• **任务说明**
从辉瑞卡诺州试药一文的最后一句之后续写下去。

• **阅读材料**
_____

惊悚电影《不朽的园丁》中,一个跨国制药公司在非洲秘密进行人体测试,牵出一桩离奇的惊险故事。

对于尼日利亚卡诺州的人民来说,电影中的情节似乎并非脱离现实。2011年8月,美国药品巨头辉瑞制药向尼日利亚卡诺州四户试药家庭提供了第一批补偿款,每个家庭获赔17.5万美元。经过DNA证明,这四个家庭的孩子死亡与试药有关。

这是一桩持续15年的“战争”。卡诺州的药品试验发生在1996年。那年,卡诺州爆发脑膜炎,辉瑞制药将抗脑膜炎药物特洛芬提供给患病儿童。一些患病儿童的家长表示,并不知道自己将孩子送去试药,而且也没人告知他们特洛芬此前从未在儿童身上试验。最终,200名儿童服用了特洛芬之后,11名儿童死亡,数十名儿童残疾。

直到2000年,美国媒体才将这一事件曝光。辉瑞制药立即对报道进行回应,发表声明称,“在尼日利亚进行的特洛芬药品试验是一项重要的临床研究,公司对试验进行的方式表示自豪”。

但是,辉瑞制药的声明并未减少尼日利亚各界的愤怒。虽然辉瑞制药表示只有200名孩子参加试药,但共有547户家庭。

尼日利亚媒体谴责辉瑞制药的傲慢,指责辉瑞制药“撒谎”,将尼日利亚儿童当成“小白鼠”。

2007年,尼日利亚卡诺州政府正式对辉瑞制药提起20亿美元的民事诉讼。

_____

• **提取信息**
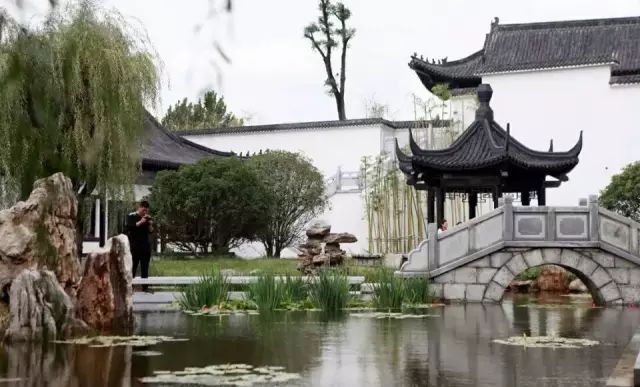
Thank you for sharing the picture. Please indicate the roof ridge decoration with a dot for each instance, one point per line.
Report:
(541, 46)
(394, 124)
(484, 144)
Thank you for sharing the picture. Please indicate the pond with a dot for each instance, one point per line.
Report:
(453, 346)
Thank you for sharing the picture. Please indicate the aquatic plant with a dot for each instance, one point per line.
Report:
(417, 291)
(295, 289)
(119, 341)
(211, 289)
(330, 291)
(389, 291)
(546, 342)
(267, 293)
(223, 375)
(390, 315)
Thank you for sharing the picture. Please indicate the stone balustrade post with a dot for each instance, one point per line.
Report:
(432, 238)
(594, 218)
(507, 223)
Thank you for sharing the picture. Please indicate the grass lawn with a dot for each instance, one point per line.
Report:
(197, 266)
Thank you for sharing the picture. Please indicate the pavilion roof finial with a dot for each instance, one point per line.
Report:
(485, 92)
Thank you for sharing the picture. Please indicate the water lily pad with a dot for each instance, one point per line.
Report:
(117, 341)
(223, 374)
(390, 315)
(558, 306)
(147, 353)
(547, 342)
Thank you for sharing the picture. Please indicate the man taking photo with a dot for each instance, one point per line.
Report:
(139, 229)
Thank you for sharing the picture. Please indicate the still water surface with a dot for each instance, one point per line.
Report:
(453, 348)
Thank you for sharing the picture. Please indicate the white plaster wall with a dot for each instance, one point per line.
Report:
(558, 104)
(328, 148)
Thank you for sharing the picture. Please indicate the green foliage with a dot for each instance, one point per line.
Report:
(330, 291)
(531, 273)
(238, 305)
(210, 290)
(441, 90)
(417, 291)
(208, 112)
(324, 36)
(622, 195)
(295, 289)
(267, 293)
(389, 291)
(296, 191)
(209, 206)
(72, 101)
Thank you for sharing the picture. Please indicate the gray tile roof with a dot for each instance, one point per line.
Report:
(162, 149)
(486, 144)
(314, 125)
(531, 46)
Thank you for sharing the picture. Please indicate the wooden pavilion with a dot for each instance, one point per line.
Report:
(484, 159)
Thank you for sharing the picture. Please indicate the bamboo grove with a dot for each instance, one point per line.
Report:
(395, 212)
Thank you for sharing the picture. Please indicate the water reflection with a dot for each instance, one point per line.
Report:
(453, 349)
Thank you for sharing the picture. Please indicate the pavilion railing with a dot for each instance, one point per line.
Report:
(587, 225)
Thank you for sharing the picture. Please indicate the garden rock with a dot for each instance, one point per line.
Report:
(105, 293)
(41, 233)
(552, 278)
(40, 309)
(340, 238)
(318, 229)
(577, 286)
(322, 249)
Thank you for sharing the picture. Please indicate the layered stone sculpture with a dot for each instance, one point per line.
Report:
(40, 232)
(40, 309)
(322, 248)
(104, 299)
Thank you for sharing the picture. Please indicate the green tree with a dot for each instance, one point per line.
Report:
(72, 100)
(324, 37)
(296, 188)
(622, 195)
(210, 206)
(209, 112)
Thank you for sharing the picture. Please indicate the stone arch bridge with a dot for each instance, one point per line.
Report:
(477, 260)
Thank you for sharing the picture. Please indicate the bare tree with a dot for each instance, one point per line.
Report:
(324, 38)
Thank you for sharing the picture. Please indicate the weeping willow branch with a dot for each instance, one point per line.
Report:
(73, 97)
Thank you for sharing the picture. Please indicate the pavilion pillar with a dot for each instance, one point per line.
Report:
(542, 196)
(441, 193)
(431, 206)
(102, 225)
(497, 193)
(473, 204)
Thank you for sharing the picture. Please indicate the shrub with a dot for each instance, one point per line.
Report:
(330, 291)
(417, 291)
(389, 291)
(267, 293)
(211, 289)
(210, 206)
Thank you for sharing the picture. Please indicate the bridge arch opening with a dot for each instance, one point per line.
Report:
(598, 280)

_____

• **书面回答**
2009年,辉瑞制药和尼日利亚卡诺州政府达成协议,赔偿额从20亿美元减少到7500万美元,包括建立一个3500万美元的基金。虽然此案已经了结,不过辉瑞制药表示,儿童的死亡和残疾是脑膜炎所致,而非药品的原因。

其实,美国食品及药物管理局在1997年批准成人使用特洛芬,但从未让美国儿童服用。特洛芬后来被指会引致肝部受损及死亡,1999年后在欧美被禁用。

2005年,140名秘鲁儿童由于腹泻,接受了一种口服液疗法,治疗配方中含有美国公司生产的转基因大米。试用者小法比雷齐奥接受疗法之后,出现过敏、咳嗽等症状,此事在秘鲁引起轩然大波。

眼看着儿子小法比雷齐奥腹泻不止,母亲戴安娜异常惊慌。给儿子包上最后一张尿片后,戴安娜匆忙抱着儿子直奔利马一家儿童公共医院的急诊室。

在那里,一名护士问戴安娜同不同意医院使用口服液疗法,这样,他们就可以得到免费的口服液、餐饮和尿布。手头有些拮据的戴安娜没有犹豫。一名医生进来对戴安娜说,这个免费疗法就是服用一种用水和米做成的口服液,以免孩子腹泻脱水。

护士递给戴安娜一张表格,一共四页。“我看不太懂上面的字。”戴安娜说,“但是他们一直催促我快点。”签过字后,医院为小法比雷齐奥提供了两天的治疗。在这两天中,戴安娜得到了免费的早餐和晚餐,工作人员为小法比雷齐奥换上免费的尿布,还有皮疹药膏。两天之后,戴安娜拿着免费的尿布和皮疹药膏,打车回家了,出租车费都是医院掏钱。

但是,当小法比雷齐奥的腹泻再次发作时,医院就没有那么“好心”了。“他们给了我一个玩具球,一些药膏,然后就打发我回家了。”戴安娜说,“他们说小法比雷齐奥吃的东西有问题。”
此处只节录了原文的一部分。